───── Passage to read ─────

Volume I begins with the Russian Revolution and ends after the death of Stalin in 1953. Volume II takes us through the subsequent decades to the collapse of Communism in 1989-1990 and the state of the Church in those countries where communism had dominated all social and intellectual life.
The author does not gloss over the deaths of the millions who fell foul of Stalin’s policies, such as the kulaks in Russia and the Ukraine, and the “bourgeoisie” and intellectual and political dissenters, but his purpose is to charter the particular martyrdom suffered by religious believers. His narrative focuses on the Catholic Church as the only institution “present as a single, supra-national entity throughout communist-ruled Europe.”
In the first volume, Luxmoore describes the tragedy that unfolded following the hatred unleashed against Christianity by Lenin and the Bolsheviks. Churches were destroyed wholesale and thousands of priests were imprisoned, summarily executed or sent to the Gulag for years. Few survived their ill-treatment.

───── Supplied data ─────

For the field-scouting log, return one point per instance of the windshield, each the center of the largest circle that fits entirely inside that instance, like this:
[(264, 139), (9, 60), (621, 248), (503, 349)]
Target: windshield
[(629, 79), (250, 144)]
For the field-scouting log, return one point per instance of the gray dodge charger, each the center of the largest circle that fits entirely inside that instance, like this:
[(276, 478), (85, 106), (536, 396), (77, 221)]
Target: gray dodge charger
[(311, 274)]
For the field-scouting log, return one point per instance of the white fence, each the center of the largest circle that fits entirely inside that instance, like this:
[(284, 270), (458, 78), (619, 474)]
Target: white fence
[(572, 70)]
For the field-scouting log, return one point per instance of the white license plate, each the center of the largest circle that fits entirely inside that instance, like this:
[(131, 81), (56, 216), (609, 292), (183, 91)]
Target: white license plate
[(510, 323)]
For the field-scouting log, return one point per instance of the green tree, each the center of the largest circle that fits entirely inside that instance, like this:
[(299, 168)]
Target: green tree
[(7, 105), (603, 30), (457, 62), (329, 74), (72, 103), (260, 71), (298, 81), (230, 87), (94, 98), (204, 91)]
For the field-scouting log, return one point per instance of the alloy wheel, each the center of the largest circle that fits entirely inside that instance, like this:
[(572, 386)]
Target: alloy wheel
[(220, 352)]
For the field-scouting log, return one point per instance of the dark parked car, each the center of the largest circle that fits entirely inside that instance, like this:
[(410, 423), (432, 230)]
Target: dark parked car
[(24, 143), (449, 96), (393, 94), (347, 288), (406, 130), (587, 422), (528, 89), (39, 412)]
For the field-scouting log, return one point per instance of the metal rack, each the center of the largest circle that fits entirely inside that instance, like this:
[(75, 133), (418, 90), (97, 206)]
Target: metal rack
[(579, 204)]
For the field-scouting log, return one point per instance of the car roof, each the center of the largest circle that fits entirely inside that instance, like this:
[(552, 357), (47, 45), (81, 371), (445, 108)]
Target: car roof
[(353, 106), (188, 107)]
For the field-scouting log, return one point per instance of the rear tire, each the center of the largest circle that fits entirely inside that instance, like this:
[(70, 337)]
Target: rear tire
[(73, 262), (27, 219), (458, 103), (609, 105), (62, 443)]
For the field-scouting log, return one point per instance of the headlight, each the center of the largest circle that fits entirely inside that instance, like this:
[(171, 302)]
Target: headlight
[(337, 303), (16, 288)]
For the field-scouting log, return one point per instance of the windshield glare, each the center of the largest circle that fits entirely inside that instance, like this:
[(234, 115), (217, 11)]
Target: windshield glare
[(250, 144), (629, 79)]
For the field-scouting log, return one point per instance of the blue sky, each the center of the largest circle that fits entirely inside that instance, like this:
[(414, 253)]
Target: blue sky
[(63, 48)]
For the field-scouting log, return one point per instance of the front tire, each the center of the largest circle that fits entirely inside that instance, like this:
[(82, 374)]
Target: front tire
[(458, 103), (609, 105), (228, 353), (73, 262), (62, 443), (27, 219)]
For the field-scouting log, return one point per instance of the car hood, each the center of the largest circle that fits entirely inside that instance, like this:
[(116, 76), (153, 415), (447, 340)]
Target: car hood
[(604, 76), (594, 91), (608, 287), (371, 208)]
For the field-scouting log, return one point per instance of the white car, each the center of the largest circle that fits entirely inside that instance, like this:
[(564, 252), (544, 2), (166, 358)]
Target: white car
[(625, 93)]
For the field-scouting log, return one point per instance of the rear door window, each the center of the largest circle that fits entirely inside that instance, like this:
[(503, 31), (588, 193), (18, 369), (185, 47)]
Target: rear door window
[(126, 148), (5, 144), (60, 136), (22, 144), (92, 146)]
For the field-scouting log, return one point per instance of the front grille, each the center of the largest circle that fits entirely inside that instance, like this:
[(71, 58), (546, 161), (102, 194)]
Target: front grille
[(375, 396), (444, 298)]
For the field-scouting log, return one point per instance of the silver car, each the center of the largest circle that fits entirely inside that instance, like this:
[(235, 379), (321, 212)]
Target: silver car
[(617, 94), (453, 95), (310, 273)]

─────

**Aim**
Transcribe the passage about the Church under communism between "The author does" and "survived their ill-treatment.", inclusive.

**Task answer**
The author does not gloss over the deaths of the millions who fell foul of Stalin’s policies, such as the kulaks in Russia and the Ukraine, and the “bourgeoisie” and intellectual and political dissenters, but his purpose is to charter the particular martyrdom suffered by religious believers. His narrative focuses on the Catholic Church as the only institution “present as a single, supra-national entity throughout communist-ruled Europe.”
In the first volume, Luxmoore describes the tragedy that unfolded following the hatred unleashed against Christianity by Lenin and the Bolsheviks. Churches were destroyed wholesale and thousands of priests were imprisoned, summarily executed or sent to the Gulag for years. Few survived their ill-treatment.